# Sahara Rods



## bildad (Jun 20, 2011)

:twisted:


----------



## billpatt (Apr 12, 2010)

I like mine, they don't have much backbone, but they handle the moreten bay snaps and grassies no problem, and also throw the light bream lollies well in the canals.


----------



## Shuggy22 (Sep 14, 2012)

hey mate

i used to own a sahara rod (broke it my fault not the rod)
I dont know exactly which rod your looking at but mine is the purple pearlescent 
looking thing.

was an awesome rod great feel and awesome to cast all day long the only issue I had with it 
was (now probly by no means technical term but) where the nut tightened down on top 
of the reel the little metal ferrul pushed through and the nut itself would always wind on a bit skew.
wasnt a huge issue but was just a shame to the rest of the rod.

like i said may not be the exact same rod, if it is thought just have a good look at it.


----------



## bildad (Jun 20, 2011)

I went ahead and bought the $129 special the girl also let me get the Sahara 3000 model reel, went with the 4-6kg Rod 6'9" length I have 12lb fincrew braid and 15lb black magic fluorocarbon, should be alright for Flathead and most other estuary species up here, a bit heavy but there are some large critters up here
Went for the heavier rod purely cause I have broken 2 other 2-4kg rods just on snags.
spooled up today laughing.


----------



## Thegaff (Apr 19, 2011)
━━━━━━━━━━
- [STATED GOAL 1] In the Sahara rods thread, what weight rating and length of rod did bildad go with?
The Sahara rods thread and the records come from separate sources.
━━━━━━━━━━
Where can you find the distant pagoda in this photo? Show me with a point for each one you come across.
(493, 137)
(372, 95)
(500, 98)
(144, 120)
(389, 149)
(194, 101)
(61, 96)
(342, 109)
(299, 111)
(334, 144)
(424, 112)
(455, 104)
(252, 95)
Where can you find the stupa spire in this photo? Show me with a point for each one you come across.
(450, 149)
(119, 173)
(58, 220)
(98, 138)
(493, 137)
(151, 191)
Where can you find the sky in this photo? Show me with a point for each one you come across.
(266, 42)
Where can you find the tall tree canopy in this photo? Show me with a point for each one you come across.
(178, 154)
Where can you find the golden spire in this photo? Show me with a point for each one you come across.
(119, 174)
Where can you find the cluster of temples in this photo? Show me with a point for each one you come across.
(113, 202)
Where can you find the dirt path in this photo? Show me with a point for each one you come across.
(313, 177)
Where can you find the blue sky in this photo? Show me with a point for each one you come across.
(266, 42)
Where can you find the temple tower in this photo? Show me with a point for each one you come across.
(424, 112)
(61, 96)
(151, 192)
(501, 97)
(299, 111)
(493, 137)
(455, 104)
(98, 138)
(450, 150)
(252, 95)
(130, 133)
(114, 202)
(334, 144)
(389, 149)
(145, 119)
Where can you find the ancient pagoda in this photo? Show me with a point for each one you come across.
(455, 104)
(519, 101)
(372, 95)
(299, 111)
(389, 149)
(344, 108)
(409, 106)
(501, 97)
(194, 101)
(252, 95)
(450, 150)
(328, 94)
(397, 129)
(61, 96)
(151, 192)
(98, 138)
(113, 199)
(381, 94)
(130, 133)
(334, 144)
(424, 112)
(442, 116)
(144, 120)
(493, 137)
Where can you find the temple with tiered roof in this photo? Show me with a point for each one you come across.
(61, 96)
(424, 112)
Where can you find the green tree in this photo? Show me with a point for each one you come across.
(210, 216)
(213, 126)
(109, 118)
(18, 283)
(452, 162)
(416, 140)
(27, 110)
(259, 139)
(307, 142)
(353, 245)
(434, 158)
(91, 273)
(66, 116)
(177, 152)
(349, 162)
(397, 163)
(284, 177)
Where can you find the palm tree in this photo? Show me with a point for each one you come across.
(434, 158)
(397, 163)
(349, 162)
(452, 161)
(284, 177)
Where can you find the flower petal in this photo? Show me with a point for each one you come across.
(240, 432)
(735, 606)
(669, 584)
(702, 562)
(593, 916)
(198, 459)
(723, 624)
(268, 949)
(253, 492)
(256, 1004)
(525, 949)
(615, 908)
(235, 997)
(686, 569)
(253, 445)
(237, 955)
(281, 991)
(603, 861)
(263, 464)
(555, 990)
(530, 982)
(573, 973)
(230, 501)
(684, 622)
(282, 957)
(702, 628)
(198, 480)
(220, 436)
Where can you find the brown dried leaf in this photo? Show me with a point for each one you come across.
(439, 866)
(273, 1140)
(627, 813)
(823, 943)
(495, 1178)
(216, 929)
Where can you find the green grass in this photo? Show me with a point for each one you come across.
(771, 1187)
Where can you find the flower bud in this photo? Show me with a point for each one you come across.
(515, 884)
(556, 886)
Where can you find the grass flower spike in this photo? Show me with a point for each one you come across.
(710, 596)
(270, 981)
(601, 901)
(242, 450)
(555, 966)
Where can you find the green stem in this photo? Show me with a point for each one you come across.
━━━━━━━━━━
- [STATED GOAL 2] Please quote the stretch of the records from the line containing "Where can you find the grass" through the end of the records.

- [CORRECT ANSWER 1] A 4-6kg rod, 6'9" long.

- [CORRECT ANSWER 2]
Where can you find the grass flower spike in this photo? Show me with a point for each one you come across.
(710, 596)
(270, 981)
(601, 901)
(242, 450)
(555, 966)
Where can you find the green stem in this photo? Show me with a point for each one you come across.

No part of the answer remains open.